### EXERCISE DIRECTIONS
Without the pictures, repeat all of the data exactly as it appears below.

Stored data

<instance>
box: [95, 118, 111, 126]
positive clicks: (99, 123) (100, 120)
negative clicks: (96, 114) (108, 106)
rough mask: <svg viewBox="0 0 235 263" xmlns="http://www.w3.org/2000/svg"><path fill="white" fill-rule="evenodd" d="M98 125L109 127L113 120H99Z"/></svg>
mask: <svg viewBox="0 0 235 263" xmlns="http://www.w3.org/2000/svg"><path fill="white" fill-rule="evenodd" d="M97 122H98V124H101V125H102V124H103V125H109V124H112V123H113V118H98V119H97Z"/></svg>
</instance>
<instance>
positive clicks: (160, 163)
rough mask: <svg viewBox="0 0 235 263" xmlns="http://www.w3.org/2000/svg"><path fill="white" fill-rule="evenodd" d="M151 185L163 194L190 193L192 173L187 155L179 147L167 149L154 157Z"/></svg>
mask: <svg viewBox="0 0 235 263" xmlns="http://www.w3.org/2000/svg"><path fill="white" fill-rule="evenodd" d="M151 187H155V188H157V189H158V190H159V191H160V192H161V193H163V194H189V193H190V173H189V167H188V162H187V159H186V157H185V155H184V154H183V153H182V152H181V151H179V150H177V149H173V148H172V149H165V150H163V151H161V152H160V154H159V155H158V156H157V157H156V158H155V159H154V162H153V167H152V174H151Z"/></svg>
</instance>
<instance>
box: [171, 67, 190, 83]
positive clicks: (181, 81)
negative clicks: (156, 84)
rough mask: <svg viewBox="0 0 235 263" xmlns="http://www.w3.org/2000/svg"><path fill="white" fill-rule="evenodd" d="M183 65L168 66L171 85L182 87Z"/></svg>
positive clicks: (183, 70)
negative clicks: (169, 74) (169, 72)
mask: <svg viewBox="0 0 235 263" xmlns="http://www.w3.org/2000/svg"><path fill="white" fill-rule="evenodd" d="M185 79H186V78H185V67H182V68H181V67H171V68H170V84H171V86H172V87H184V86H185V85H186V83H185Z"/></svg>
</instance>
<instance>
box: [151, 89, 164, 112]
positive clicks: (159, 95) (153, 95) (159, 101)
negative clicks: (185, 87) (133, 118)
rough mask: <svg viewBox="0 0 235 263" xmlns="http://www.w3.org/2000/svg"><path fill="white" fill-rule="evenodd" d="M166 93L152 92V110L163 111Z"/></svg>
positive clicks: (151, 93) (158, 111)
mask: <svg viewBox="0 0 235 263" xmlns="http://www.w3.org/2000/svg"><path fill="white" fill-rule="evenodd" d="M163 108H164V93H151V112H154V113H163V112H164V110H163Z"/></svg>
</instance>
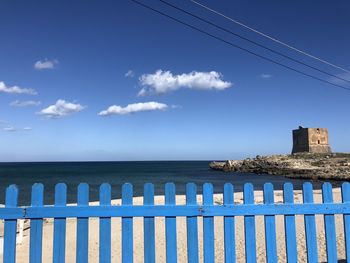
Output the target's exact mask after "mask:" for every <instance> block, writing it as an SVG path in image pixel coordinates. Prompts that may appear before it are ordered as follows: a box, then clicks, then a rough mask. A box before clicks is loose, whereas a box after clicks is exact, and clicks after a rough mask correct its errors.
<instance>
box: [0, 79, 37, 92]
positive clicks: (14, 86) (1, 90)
mask: <svg viewBox="0 0 350 263" xmlns="http://www.w3.org/2000/svg"><path fill="white" fill-rule="evenodd" d="M0 92H4V93H9V94H29V95H36V94H38V93H37V92H36V91H35V90H33V89H26V88H20V87H18V86H12V87H7V86H6V84H5V83H4V82H3V81H0Z"/></svg>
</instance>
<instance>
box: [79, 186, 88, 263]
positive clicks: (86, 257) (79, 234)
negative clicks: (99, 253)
mask: <svg viewBox="0 0 350 263" xmlns="http://www.w3.org/2000/svg"><path fill="white" fill-rule="evenodd" d="M77 199H78V200H77V205H78V206H83V207H84V206H85V207H86V206H88V205H89V185H88V184H86V183H81V184H79V185H78V198H77ZM88 248H89V218H87V217H78V218H77V246H76V255H77V257H76V262H77V263H87V262H88V257H89V250H88Z"/></svg>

### TASK ANSWER
<instance>
box: [95, 118, 111, 126]
positive clicks: (99, 123) (100, 120)
negative clicks: (96, 114) (108, 106)
rough mask: <svg viewBox="0 0 235 263" xmlns="http://www.w3.org/2000/svg"><path fill="white" fill-rule="evenodd" d="M98 125L109 127L113 120H99Z"/></svg>
mask: <svg viewBox="0 0 235 263" xmlns="http://www.w3.org/2000/svg"><path fill="white" fill-rule="evenodd" d="M97 122H98V124H101V125H102V124H103V125H109V124H112V123H113V118H98V119H97Z"/></svg>
</instance>
<instance>
positive clicks: (160, 163)
rough mask: <svg viewBox="0 0 235 263" xmlns="http://www.w3.org/2000/svg"><path fill="white" fill-rule="evenodd" d="M151 185L163 194L190 193L192 173L187 155L179 147L167 149L154 157Z"/></svg>
mask: <svg viewBox="0 0 235 263" xmlns="http://www.w3.org/2000/svg"><path fill="white" fill-rule="evenodd" d="M151 187H155V188H157V189H158V190H159V191H160V192H161V193H163V194H189V193H190V173H189V167H188V162H187V159H186V157H185V155H184V154H183V153H182V152H181V151H179V150H177V149H173V148H172V149H165V150H163V151H161V152H160V154H159V155H158V156H157V157H156V158H155V159H154V162H153V167H152V174H151Z"/></svg>
</instance>
<instance>
box: [171, 67, 190, 83]
positive clicks: (181, 81)
negative clicks: (156, 84)
rough mask: <svg viewBox="0 0 235 263" xmlns="http://www.w3.org/2000/svg"><path fill="white" fill-rule="evenodd" d="M183 65L168 66L171 85L182 87Z"/></svg>
positive clicks: (183, 70)
negative clicks: (169, 74) (169, 72)
mask: <svg viewBox="0 0 235 263" xmlns="http://www.w3.org/2000/svg"><path fill="white" fill-rule="evenodd" d="M185 79H186V78H185V67H182V68H181V67H171V68H170V84H171V86H172V87H184V86H185V85H186V83H185Z"/></svg>
</instance>
<instance>
box: [151, 89, 164, 112]
positive clicks: (159, 95) (153, 95) (159, 101)
negative clicks: (185, 87) (133, 118)
rough mask: <svg viewBox="0 0 235 263" xmlns="http://www.w3.org/2000/svg"><path fill="white" fill-rule="evenodd" d="M166 93L152 92V110L163 111Z"/></svg>
positive clicks: (151, 93) (158, 111)
mask: <svg viewBox="0 0 235 263" xmlns="http://www.w3.org/2000/svg"><path fill="white" fill-rule="evenodd" d="M163 108H164V93H151V112H154V113H163V112H164V110H163Z"/></svg>
</instance>
Output the target's exact mask after "mask:" for every <instance> block, writing it as an SVG path in image pixel coordinates. Prompts that may appear before it are ordered as follows: a box, then clicks, then a rough mask. A box before clicks is loose, whereas a box after clicks is exact, and clicks after a rough mask correct its errors.
<instance>
box: [0, 79, 37, 92]
positive clicks: (14, 86) (1, 90)
mask: <svg viewBox="0 0 350 263" xmlns="http://www.w3.org/2000/svg"><path fill="white" fill-rule="evenodd" d="M0 92H4V93H9V94H29V95H36V94H38V93H37V92H36V91H35V90H33V89H26V88H20V87H18V86H12V87H7V86H6V84H5V83H4V82H3V81H0Z"/></svg>
</instance>
<instance>
box: [79, 186, 88, 263]
positive clicks: (86, 257) (79, 234)
negative clicks: (99, 253)
mask: <svg viewBox="0 0 350 263" xmlns="http://www.w3.org/2000/svg"><path fill="white" fill-rule="evenodd" d="M77 199H78V200H77V205H78V206H83V207H84V206H85V207H86V206H88V205H89V185H88V184H86V183H81V184H79V185H78V198H77ZM88 248H89V218H87V217H78V218H77V246H76V255H77V257H76V262H77V263H87V262H88V257H89V250H88Z"/></svg>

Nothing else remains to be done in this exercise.